### Exercise brief
Look through the entries below and copy exactly the part that begins with the line containing "Target: mown grass field" and ends with the line containing "Where can the black long-sleeve". Do not copy the pictures.
---------- Records for processing
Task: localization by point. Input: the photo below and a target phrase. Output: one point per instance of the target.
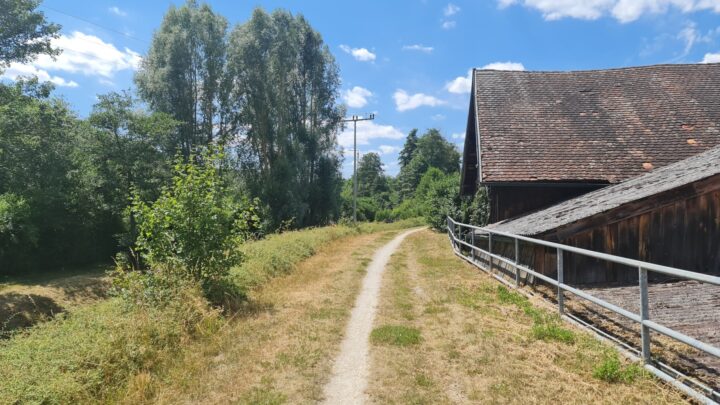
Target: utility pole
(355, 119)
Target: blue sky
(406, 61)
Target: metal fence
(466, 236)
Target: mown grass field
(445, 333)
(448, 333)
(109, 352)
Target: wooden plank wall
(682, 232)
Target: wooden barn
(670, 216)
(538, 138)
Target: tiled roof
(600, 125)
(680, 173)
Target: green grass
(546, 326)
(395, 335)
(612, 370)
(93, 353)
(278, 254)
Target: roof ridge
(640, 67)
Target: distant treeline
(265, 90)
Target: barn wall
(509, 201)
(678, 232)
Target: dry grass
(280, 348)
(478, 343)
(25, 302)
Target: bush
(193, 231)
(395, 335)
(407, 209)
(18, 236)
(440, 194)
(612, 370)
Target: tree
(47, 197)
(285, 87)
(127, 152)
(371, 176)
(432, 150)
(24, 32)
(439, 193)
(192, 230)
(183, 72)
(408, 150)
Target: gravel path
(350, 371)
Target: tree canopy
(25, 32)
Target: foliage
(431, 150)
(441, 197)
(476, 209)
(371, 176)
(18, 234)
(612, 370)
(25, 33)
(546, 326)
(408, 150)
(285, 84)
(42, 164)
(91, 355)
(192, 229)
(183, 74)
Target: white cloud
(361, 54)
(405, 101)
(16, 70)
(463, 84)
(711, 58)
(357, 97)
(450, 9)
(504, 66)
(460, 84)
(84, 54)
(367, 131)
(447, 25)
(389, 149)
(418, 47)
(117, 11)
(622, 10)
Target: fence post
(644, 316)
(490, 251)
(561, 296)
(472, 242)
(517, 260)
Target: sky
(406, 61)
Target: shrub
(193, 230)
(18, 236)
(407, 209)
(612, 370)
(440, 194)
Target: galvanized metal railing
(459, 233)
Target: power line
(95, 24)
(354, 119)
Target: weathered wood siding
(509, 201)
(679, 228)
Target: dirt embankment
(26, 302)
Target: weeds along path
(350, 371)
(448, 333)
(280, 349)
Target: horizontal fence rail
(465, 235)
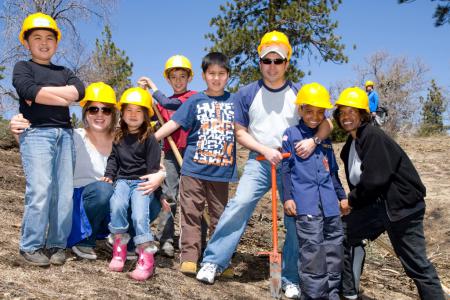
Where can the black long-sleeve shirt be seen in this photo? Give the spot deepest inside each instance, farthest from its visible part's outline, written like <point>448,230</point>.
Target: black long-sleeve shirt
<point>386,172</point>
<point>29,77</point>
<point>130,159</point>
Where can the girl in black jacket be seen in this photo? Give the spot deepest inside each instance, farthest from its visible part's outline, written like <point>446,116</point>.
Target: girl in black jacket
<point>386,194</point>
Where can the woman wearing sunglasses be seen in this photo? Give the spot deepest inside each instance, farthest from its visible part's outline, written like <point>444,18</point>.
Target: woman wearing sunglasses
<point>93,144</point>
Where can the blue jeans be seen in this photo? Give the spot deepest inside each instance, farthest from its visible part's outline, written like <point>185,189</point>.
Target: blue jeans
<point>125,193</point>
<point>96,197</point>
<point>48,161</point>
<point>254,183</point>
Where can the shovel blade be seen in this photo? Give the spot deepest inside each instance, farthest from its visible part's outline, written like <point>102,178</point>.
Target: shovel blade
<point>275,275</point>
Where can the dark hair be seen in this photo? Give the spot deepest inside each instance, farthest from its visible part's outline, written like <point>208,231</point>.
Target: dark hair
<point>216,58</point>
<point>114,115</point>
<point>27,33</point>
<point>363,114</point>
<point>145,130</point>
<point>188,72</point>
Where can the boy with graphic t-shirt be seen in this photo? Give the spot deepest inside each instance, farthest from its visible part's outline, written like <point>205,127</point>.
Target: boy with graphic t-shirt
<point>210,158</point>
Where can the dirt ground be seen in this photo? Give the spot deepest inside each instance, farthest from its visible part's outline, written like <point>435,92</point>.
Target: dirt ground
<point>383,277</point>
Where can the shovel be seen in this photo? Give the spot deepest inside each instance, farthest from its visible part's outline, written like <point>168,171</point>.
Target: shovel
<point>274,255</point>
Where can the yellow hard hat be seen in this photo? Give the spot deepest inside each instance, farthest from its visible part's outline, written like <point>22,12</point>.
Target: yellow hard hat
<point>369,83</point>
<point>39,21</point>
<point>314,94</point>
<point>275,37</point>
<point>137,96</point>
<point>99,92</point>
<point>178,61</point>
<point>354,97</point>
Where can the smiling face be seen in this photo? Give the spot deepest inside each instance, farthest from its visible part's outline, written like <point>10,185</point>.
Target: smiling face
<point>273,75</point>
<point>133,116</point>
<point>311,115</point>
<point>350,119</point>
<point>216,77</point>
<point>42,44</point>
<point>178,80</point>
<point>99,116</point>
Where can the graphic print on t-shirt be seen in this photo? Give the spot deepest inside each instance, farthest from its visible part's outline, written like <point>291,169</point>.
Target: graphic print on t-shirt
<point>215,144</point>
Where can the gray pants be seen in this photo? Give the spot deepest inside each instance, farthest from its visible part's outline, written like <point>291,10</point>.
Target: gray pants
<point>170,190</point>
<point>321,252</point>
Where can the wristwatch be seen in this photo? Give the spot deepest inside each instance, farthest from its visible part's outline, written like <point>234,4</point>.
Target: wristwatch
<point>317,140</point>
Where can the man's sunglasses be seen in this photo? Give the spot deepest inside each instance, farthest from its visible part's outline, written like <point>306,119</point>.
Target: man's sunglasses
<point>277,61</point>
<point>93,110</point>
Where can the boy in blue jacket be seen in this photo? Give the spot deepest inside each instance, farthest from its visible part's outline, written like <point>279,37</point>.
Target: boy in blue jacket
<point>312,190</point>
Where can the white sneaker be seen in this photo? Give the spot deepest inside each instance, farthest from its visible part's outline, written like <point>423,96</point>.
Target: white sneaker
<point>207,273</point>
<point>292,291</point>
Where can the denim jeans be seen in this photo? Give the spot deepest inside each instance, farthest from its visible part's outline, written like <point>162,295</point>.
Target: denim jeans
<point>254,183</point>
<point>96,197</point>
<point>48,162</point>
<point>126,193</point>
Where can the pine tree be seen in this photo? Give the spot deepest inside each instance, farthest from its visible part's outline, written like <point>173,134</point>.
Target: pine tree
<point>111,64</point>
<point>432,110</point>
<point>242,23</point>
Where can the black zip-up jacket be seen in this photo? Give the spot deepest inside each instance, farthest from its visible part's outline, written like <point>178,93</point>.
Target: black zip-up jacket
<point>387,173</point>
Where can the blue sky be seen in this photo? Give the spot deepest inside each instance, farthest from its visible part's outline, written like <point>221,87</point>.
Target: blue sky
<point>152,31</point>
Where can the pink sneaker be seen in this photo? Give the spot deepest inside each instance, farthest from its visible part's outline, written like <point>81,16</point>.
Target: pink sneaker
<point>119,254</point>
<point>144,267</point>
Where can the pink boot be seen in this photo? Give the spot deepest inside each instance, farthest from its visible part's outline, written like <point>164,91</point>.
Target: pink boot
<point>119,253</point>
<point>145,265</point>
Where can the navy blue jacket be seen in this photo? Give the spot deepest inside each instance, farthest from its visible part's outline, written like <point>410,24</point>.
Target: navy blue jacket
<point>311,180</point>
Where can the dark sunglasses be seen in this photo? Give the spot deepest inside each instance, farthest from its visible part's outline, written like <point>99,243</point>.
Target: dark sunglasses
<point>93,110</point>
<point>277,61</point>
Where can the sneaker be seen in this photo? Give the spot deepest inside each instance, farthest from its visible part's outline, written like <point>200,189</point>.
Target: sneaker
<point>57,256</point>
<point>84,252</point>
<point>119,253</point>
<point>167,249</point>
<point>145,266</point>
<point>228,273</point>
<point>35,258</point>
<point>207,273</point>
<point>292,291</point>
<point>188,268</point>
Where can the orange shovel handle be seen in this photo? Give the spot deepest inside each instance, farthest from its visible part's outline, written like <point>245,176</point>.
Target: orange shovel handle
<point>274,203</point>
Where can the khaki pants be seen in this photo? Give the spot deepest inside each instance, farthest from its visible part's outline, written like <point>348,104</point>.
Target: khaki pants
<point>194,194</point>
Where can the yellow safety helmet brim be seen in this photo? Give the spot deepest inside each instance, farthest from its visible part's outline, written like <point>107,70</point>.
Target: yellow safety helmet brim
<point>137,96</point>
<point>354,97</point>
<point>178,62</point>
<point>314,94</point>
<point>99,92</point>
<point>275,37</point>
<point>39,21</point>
--------------------
---------- Records for processing
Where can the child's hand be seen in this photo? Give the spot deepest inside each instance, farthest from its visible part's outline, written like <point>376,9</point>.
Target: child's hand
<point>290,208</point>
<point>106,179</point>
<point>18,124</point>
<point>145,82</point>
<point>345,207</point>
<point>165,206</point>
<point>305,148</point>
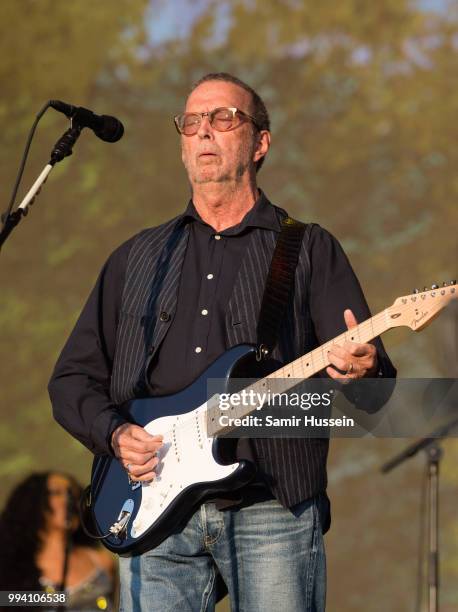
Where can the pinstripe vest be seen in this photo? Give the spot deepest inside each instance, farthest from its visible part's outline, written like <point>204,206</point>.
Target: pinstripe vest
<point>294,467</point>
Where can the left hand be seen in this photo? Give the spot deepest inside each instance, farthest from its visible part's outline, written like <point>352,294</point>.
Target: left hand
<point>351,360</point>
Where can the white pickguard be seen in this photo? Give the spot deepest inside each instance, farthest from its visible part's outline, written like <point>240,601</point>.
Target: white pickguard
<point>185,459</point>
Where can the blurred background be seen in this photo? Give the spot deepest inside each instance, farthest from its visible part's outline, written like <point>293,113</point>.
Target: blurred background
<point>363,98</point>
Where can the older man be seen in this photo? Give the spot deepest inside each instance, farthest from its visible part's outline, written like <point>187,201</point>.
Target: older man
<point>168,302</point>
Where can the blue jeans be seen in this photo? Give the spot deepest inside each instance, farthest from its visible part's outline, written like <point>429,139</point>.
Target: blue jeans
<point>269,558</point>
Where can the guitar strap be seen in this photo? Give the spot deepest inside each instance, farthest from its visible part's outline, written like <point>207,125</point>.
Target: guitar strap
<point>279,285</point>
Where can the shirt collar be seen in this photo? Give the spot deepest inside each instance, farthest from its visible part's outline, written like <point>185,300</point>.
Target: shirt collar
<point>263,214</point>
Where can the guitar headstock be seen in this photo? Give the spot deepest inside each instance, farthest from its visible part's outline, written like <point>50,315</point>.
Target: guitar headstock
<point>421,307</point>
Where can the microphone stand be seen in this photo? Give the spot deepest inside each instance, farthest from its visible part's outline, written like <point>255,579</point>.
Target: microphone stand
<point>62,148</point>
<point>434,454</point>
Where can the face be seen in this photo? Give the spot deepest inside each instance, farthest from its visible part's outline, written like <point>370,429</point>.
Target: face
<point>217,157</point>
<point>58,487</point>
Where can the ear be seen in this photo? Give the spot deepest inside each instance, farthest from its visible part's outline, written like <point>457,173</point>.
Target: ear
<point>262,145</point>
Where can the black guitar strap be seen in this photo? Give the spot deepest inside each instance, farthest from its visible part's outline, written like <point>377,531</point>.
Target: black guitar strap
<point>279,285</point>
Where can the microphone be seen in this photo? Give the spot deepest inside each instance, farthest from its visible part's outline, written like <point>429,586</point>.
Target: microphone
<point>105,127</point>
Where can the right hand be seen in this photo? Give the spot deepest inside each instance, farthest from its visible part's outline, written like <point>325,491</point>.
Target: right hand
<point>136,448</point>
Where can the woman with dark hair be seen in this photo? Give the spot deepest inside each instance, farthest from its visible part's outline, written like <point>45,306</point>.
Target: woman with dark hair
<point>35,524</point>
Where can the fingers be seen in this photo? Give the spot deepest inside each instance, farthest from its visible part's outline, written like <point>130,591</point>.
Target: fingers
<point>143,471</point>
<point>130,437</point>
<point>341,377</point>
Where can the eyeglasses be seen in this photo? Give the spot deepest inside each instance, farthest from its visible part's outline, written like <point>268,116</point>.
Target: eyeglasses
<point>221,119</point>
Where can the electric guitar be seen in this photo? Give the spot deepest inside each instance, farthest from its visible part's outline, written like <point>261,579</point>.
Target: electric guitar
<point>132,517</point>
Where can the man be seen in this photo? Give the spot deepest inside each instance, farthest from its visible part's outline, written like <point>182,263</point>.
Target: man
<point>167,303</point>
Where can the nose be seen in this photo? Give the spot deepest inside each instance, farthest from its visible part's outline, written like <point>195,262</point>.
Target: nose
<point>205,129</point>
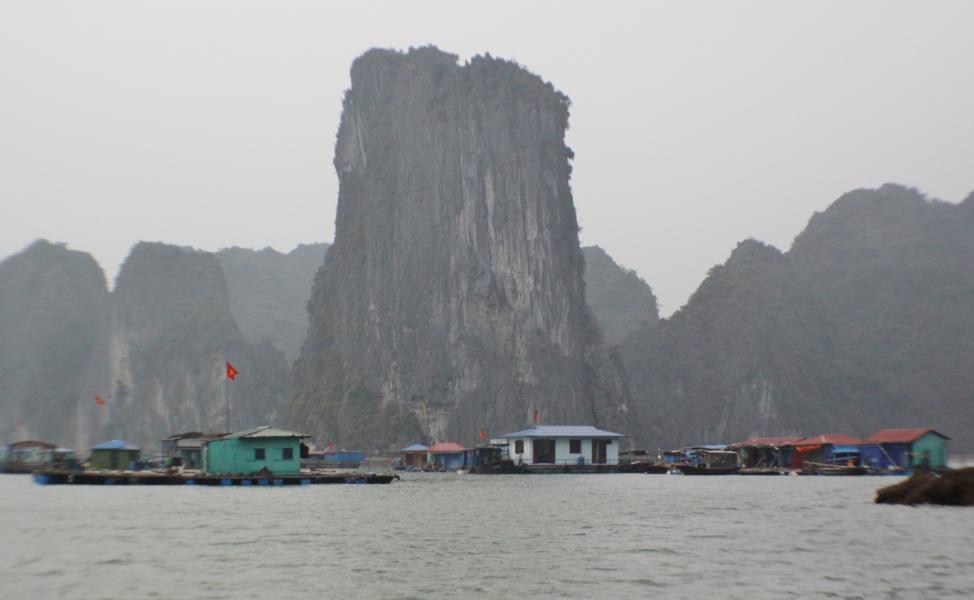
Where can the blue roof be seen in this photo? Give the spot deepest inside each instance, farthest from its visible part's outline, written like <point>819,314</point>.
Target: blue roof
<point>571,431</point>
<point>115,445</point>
--------------------
---------- Records for processing
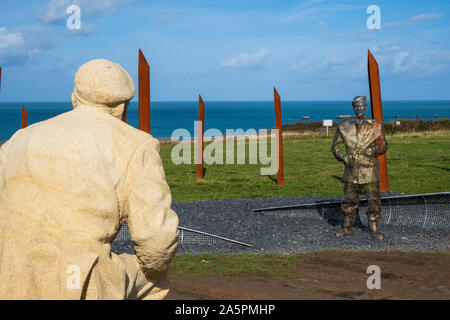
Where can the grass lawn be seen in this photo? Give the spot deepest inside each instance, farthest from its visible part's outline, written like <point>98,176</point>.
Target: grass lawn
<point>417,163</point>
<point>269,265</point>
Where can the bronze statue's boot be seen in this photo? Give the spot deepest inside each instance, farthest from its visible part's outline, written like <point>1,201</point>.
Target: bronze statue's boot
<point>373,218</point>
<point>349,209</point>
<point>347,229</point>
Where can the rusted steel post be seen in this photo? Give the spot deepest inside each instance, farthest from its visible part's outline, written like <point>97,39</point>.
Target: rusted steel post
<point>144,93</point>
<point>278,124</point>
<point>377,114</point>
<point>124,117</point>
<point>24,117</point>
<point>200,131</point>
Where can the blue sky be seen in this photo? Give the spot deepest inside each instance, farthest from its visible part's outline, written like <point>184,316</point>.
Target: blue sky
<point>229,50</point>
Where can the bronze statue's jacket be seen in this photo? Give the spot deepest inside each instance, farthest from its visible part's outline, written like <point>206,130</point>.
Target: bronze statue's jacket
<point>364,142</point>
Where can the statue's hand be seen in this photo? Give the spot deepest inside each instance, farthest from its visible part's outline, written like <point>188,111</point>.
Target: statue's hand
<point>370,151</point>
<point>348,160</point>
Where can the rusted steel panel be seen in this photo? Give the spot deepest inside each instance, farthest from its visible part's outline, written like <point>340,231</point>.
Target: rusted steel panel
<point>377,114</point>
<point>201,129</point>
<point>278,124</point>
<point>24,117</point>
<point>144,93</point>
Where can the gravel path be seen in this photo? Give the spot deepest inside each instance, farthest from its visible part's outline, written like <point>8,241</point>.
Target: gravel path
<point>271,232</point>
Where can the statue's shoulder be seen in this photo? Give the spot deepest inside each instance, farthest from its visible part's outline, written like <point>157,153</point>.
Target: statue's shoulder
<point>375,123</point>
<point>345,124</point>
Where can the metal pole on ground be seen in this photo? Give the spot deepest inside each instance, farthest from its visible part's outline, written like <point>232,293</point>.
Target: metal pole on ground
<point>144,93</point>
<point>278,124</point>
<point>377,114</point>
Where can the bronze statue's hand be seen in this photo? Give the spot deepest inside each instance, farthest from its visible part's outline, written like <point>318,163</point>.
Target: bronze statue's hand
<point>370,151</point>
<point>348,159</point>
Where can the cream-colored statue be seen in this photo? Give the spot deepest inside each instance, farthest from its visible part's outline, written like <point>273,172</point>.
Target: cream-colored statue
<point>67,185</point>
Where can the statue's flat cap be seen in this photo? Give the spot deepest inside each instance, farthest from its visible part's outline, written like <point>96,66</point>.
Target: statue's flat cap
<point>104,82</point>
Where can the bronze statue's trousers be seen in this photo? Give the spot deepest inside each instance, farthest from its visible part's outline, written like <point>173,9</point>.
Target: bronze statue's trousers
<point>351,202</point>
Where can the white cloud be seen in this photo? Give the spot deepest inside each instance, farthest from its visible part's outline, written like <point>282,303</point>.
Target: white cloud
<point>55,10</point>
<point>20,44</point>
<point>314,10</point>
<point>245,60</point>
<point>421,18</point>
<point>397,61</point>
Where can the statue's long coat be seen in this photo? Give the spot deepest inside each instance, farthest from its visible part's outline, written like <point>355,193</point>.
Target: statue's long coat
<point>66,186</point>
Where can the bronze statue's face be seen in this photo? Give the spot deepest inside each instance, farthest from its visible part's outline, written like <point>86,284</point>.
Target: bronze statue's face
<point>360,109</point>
--------------------
### Answer box
Target: mown grass field
(445, 333)
(448, 333)
(109, 352)
Target: wooden plank wall
(682, 232)
Target: wooden barn
(670, 216)
(538, 138)
Target: tiled roof
(600, 125)
(680, 173)
Target: green grass
(546, 326)
(395, 335)
(612, 370)
(93, 353)
(278, 254)
Target: roof ridge
(640, 67)
Target: distant treeline
(265, 90)
Target: barn wall
(509, 201)
(678, 232)
Target: dry grass
(280, 348)
(478, 343)
(25, 302)
Target: bush
(193, 231)
(395, 335)
(407, 209)
(18, 236)
(440, 194)
(612, 370)
Target: tree
(47, 197)
(285, 87)
(127, 152)
(371, 176)
(432, 150)
(24, 32)
(439, 193)
(192, 230)
(183, 72)
(408, 150)
Target: gravel path
(350, 371)
Target: tree canopy
(25, 32)
Target: foliage
(431, 150)
(441, 197)
(476, 209)
(371, 176)
(18, 234)
(612, 370)
(25, 33)
(546, 326)
(408, 150)
(285, 84)
(42, 164)
(91, 355)
(192, 229)
(183, 74)
Target: white cloud
(361, 54)
(405, 101)
(16, 70)
(463, 84)
(711, 58)
(357, 97)
(450, 9)
(504, 66)
(460, 84)
(84, 54)
(367, 131)
(447, 25)
(389, 149)
(418, 47)
(117, 11)
(622, 10)
Target: fence post
(644, 316)
(490, 251)
(561, 296)
(472, 242)
(517, 260)
Target: sky
(406, 61)
Target: shrub
(193, 230)
(18, 236)
(407, 209)
(612, 370)
(440, 194)
Target: galvanized metal railing
(459, 233)
Target: power line
(95, 24)
(354, 119)
Target: weathered wood siding
(509, 201)
(679, 228)
Target: dirt embankment
(26, 302)
Target: weeds along path
(350, 371)
(448, 333)
(280, 349)
Target: horizontal fence rail
(465, 235)
Where can the black long-sleeve shirt be seen in this photo? Give the spot deepest inside each instance, farthest from its visible part's outline, written like <point>448,230</point>.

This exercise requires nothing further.